Pull out each line of the material below that contains the string "fill". Case must match.
— START OF Data for processing —
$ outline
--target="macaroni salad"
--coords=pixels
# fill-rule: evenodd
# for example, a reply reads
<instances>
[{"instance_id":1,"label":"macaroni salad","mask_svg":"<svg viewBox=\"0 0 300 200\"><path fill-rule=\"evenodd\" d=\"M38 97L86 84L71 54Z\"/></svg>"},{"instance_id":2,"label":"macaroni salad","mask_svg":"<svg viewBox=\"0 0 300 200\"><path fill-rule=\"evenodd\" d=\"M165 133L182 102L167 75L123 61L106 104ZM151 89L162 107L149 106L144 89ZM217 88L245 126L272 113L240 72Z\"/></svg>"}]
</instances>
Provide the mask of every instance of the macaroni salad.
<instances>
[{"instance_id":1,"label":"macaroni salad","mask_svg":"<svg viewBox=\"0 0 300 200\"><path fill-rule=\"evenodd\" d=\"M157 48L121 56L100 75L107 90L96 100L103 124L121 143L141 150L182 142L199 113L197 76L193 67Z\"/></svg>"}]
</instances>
— END OF Data for processing —
— START OF Data for processing —
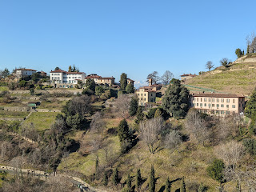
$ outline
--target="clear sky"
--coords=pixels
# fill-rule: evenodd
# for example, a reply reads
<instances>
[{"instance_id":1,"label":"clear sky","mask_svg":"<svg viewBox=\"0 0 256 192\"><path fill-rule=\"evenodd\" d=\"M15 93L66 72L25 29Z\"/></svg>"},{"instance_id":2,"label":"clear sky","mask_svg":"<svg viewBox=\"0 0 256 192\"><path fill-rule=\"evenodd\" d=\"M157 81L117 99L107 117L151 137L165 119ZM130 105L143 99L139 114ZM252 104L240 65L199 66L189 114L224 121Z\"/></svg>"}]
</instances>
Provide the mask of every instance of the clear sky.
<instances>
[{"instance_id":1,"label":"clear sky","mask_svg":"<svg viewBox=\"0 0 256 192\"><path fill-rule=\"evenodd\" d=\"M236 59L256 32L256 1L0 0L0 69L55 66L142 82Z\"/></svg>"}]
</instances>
— END OF Data for processing —
• Written response:
# fill-rule: evenodd
[{"instance_id":1,"label":"macaroni salad","mask_svg":"<svg viewBox=\"0 0 300 200\"><path fill-rule=\"evenodd\" d=\"M38 97L86 84L71 54Z\"/></svg>"},{"instance_id":2,"label":"macaroni salad","mask_svg":"<svg viewBox=\"0 0 300 200\"><path fill-rule=\"evenodd\" d=\"M165 133L182 102L167 75L123 61L106 104ZM151 89L162 107L149 106L144 89ZM217 88L245 126L272 113L240 72Z\"/></svg>"}]
[{"instance_id":1,"label":"macaroni salad","mask_svg":"<svg viewBox=\"0 0 300 200\"><path fill-rule=\"evenodd\" d=\"M157 48L121 56L100 75L107 90L96 100L103 124L121 143L141 150L182 142L199 113L197 76L193 67Z\"/></svg>"}]
# fill-rule: evenodd
[{"instance_id":1,"label":"clear sky","mask_svg":"<svg viewBox=\"0 0 256 192\"><path fill-rule=\"evenodd\" d=\"M15 93L66 72L25 29Z\"/></svg>"},{"instance_id":2,"label":"clear sky","mask_svg":"<svg viewBox=\"0 0 256 192\"><path fill-rule=\"evenodd\" d=\"M157 81L117 99L107 117L151 137L165 119ZM130 105L143 99L139 114ZM252 104L240 65L199 66L189 114L224 121Z\"/></svg>"}]
[{"instance_id":1,"label":"clear sky","mask_svg":"<svg viewBox=\"0 0 256 192\"><path fill-rule=\"evenodd\" d=\"M236 59L256 32L256 1L0 0L0 69L55 66L142 82Z\"/></svg>"}]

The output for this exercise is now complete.